**TEXTO SELECIONADO:**
= = = =

A presença imutável da luz e a influência do mar na vida de povos germinam circunstâncias que moldam e fecundam civilizações. Desde a aurora dos tempos. Especialmente no agir das pessoas. É o que nos ensina, misturando prosa e verso, Victor Hugo em “Trabalhadores do Mar”. Também Axel Munthe em “O livro de San Michele”. As coisas da vida se descortinando na perspectiva do infinito. Renovando-se em belezas sem fim. A essência da majestade e do encantamento da vida. O eterno poema da harmonia, do amor e da paz. Muitíssimo antes deles, Homero desvendou mistérios, paixões, mitologias, sonhos, valores, percepções e criatividade dos gregos na “Ilíada” e na “Odisseia”. Fontes da civilização ocidental, que se expandiram em desdobramentos épicos e líricos na “Eneida” de Virgílio e nas “Metamorfoses” de Ovídio. Os versos de Petrarca, Abelardo e Dante foram luzes que dissiparam as trevas do obscurantismo medieval. Arremeteram de novo a civilização ocidental para o humanismo e seus compromissos milenares. Foi um reencontro com a luz. Mas, aqui e ali, irrompem retrocessos, violências, estupidez e selvagerias que degradam a condição humana. Periodicamente histeria, fanatismo, prepotência, mediocridade, intolerância, cinismo,  mentira, privilégios, interesses espúrios, injustiça e escamoteação da verdade parecem predominar. Mas a luz inexoravelmente se restaura. André Malraux simplificou magistralmente seu triunfo: “A voz da luz se faz ouvir no silêncio da consciência de cada homem”. Enfim, está em João (1,4): “A vida estava nele e a vida é a luz dos homens”.

= = = =

**REGISTROS EXTRAÍDOS:**
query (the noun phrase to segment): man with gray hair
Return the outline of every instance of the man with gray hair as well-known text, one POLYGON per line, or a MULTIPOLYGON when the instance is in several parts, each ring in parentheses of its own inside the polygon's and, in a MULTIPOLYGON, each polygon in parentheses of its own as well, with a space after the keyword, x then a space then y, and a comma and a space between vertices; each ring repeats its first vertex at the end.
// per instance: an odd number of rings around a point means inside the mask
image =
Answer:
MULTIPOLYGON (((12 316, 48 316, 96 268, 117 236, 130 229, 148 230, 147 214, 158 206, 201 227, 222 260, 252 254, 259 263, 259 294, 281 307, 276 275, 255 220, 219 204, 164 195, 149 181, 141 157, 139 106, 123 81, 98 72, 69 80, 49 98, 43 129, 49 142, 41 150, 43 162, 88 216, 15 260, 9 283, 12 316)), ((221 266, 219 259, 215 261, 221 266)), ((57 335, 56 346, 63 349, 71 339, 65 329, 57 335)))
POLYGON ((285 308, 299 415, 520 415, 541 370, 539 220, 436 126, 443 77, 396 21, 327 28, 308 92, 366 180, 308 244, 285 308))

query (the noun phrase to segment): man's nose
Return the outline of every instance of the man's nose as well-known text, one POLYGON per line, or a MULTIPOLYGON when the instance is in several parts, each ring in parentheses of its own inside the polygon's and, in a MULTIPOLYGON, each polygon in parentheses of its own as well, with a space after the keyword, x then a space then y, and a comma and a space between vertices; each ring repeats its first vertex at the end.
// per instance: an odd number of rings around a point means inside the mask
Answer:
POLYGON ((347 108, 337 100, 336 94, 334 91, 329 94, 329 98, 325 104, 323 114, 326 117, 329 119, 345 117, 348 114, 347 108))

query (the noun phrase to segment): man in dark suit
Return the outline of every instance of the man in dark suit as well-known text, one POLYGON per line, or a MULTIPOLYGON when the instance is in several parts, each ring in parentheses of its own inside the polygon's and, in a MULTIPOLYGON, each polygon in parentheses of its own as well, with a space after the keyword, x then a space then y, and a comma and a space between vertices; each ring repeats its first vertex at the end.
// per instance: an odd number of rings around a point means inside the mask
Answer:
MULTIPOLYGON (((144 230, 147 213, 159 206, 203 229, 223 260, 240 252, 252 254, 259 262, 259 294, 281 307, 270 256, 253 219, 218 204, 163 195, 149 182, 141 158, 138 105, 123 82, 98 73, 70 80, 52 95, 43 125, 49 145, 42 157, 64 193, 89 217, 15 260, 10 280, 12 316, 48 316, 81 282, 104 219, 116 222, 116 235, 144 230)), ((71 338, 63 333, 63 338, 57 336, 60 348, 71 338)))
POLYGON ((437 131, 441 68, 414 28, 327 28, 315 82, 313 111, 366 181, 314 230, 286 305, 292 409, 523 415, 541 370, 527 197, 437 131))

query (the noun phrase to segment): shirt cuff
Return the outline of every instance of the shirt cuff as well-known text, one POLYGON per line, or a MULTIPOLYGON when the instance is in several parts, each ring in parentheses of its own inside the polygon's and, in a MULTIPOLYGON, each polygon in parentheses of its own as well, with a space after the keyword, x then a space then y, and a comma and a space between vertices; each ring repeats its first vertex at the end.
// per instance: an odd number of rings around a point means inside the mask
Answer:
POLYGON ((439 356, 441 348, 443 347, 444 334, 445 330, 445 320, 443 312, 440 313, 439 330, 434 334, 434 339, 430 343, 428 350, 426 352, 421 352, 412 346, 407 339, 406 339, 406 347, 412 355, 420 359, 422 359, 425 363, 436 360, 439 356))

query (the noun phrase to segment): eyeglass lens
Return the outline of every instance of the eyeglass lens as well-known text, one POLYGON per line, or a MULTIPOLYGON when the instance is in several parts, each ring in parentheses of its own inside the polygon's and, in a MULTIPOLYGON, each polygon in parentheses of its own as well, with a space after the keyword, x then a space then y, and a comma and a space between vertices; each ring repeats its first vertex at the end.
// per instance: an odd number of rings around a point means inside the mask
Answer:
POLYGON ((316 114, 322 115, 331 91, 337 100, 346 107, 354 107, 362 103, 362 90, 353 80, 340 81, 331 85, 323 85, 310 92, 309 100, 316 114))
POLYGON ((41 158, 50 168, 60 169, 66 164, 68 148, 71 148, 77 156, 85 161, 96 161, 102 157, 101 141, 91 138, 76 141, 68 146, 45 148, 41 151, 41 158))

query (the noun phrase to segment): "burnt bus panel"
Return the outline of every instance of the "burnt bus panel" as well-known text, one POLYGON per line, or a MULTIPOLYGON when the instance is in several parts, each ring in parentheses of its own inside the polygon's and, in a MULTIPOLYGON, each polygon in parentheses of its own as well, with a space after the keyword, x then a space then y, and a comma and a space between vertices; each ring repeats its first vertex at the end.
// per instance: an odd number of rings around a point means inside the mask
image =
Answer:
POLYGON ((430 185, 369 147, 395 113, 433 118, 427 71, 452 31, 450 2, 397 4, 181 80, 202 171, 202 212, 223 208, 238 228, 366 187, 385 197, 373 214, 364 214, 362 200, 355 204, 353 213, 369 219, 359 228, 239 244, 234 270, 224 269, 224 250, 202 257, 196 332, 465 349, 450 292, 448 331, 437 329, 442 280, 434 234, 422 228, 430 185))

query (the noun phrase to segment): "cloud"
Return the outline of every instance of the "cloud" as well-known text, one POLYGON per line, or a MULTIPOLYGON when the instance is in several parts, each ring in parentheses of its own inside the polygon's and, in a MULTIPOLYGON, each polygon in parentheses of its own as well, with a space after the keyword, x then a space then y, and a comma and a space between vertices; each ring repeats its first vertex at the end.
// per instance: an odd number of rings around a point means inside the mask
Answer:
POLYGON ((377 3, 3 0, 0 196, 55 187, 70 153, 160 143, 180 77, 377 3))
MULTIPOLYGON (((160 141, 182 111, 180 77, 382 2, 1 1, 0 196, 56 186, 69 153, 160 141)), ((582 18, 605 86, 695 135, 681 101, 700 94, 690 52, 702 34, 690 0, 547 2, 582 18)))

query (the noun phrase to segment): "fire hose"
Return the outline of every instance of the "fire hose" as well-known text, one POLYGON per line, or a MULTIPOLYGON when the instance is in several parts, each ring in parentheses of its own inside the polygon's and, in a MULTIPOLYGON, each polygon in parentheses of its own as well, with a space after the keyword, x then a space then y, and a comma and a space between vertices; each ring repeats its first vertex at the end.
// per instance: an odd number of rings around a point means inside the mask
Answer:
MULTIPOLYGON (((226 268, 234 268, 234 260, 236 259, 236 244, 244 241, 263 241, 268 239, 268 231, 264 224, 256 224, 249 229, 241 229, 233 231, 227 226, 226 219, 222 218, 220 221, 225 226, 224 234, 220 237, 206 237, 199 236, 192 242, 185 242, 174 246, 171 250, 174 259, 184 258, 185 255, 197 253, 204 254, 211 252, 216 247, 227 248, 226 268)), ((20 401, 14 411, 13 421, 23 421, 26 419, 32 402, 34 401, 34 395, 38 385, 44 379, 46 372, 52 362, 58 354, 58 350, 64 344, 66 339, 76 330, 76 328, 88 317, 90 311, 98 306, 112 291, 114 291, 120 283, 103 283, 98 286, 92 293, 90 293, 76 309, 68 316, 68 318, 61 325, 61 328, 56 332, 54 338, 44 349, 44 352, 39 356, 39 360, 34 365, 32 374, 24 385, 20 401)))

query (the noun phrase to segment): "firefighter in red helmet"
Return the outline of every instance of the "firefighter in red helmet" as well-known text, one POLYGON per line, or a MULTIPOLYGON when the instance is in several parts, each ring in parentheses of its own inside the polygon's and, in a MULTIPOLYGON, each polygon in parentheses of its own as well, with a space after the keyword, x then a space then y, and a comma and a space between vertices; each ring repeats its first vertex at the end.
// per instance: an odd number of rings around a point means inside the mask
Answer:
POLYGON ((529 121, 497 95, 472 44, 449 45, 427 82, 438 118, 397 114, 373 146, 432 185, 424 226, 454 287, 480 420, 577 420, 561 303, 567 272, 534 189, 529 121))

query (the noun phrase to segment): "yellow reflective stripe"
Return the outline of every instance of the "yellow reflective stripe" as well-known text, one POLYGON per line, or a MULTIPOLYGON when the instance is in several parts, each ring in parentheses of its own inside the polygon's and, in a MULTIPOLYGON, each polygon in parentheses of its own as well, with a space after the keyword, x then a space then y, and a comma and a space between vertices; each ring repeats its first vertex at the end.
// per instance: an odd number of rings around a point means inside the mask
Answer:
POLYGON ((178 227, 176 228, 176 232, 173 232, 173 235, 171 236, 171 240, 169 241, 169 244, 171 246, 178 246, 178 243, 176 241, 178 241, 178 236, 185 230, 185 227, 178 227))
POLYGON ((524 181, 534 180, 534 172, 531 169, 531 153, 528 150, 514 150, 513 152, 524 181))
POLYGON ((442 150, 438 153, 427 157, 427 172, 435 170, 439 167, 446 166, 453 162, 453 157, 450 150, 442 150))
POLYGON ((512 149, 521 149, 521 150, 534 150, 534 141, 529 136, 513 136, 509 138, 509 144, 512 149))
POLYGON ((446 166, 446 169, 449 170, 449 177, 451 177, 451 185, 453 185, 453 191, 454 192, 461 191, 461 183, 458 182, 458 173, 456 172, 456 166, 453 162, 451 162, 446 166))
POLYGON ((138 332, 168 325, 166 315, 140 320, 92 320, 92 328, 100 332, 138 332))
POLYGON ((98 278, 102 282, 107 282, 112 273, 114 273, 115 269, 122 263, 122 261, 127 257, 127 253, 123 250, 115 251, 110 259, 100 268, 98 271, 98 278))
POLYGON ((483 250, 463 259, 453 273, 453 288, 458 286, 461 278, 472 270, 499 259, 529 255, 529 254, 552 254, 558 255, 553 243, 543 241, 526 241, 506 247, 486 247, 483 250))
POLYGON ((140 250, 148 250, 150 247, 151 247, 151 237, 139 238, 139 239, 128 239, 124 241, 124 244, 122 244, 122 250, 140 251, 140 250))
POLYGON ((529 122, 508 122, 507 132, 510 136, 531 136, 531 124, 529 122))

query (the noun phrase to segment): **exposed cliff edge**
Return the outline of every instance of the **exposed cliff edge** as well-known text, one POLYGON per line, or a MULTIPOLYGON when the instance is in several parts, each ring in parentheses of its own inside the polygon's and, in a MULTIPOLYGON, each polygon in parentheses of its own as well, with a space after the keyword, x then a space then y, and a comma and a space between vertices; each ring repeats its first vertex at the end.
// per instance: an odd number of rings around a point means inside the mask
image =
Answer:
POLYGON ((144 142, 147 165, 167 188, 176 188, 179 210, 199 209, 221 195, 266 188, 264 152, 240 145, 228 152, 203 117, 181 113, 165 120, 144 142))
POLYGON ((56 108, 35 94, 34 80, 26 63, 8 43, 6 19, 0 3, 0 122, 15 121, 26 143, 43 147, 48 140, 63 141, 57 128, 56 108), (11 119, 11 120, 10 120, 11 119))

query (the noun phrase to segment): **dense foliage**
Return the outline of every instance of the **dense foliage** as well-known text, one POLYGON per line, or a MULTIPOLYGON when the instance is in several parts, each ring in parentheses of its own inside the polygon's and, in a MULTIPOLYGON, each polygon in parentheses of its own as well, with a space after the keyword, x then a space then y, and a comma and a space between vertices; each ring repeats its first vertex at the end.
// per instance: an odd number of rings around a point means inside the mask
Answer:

= = = =

**INSTRUÇÃO ESCRITA A:**
Reescreva de forma mais concisa o parágrafo do texto selecionado que começa com "A presença imutável da luz", preservando seus fatos principais.
**INSTRUÇÃO ESCRITA B:**
Retome o texto selecionado sobre a luz e o mar logo após a citação de João (1,4) que o encerra e dê-lhe continuidade.

**RESPOSTA ESCRITA A:**
A luz e o mar moldam as civilizações desde a aurora dos tempos, sobretudo no agir das pessoas, como mostram Victor Hugo em "Trabalhadores do Mar" e Axel Munthe em "O livro de San Michele". Muito antes, Homero revelou o universo dos gregos na "Ilíada" e na "Odisseia", fontes da civilização ocidental que se desdobraram na "Eneida" de Virgílio e nas "Metamorfoses" de Ovídio. Petrarca, Abelardo e Dante dissiparam o obscurantismo medieval e reconduziram o Ocidente ao humanismo. Periodicamente, retrocessos, violência, fanatismo, intolerância, mentira e injustiça parecem predominar, mas a luz sempre se restaura. Malraux resumiu seu triunfo: "A voz da luz se faz ouvir no silêncio da consciência de cada homem". E em João (1,4) se lê: "A vida estava nele e a vida é a luz dos homens".

**RESPOSTA ESCRITA B:**
A perplexidade no mundo e, em particular, no Brasil, não intimida, não abate nem desvirtua os mais preciosos sonhos dos brasileiros. Nesse sentido, como outros povos e civilizações, temos vinculações universais. Algo como do mar recebêssemos estímulos para desafiar o desconhecido. Daí a vocação talássica. Legado milenar de Ulisses  (“Odisseia”), confirmando o atributo humano para desafiar e desvendar o desconhecido. Espécie de germinar titânico. Por isso Neil Armstrong, ao pisar no solo lunar, comparou-se ao mítico herói e disse: “eis a aventura sem fim do homem…”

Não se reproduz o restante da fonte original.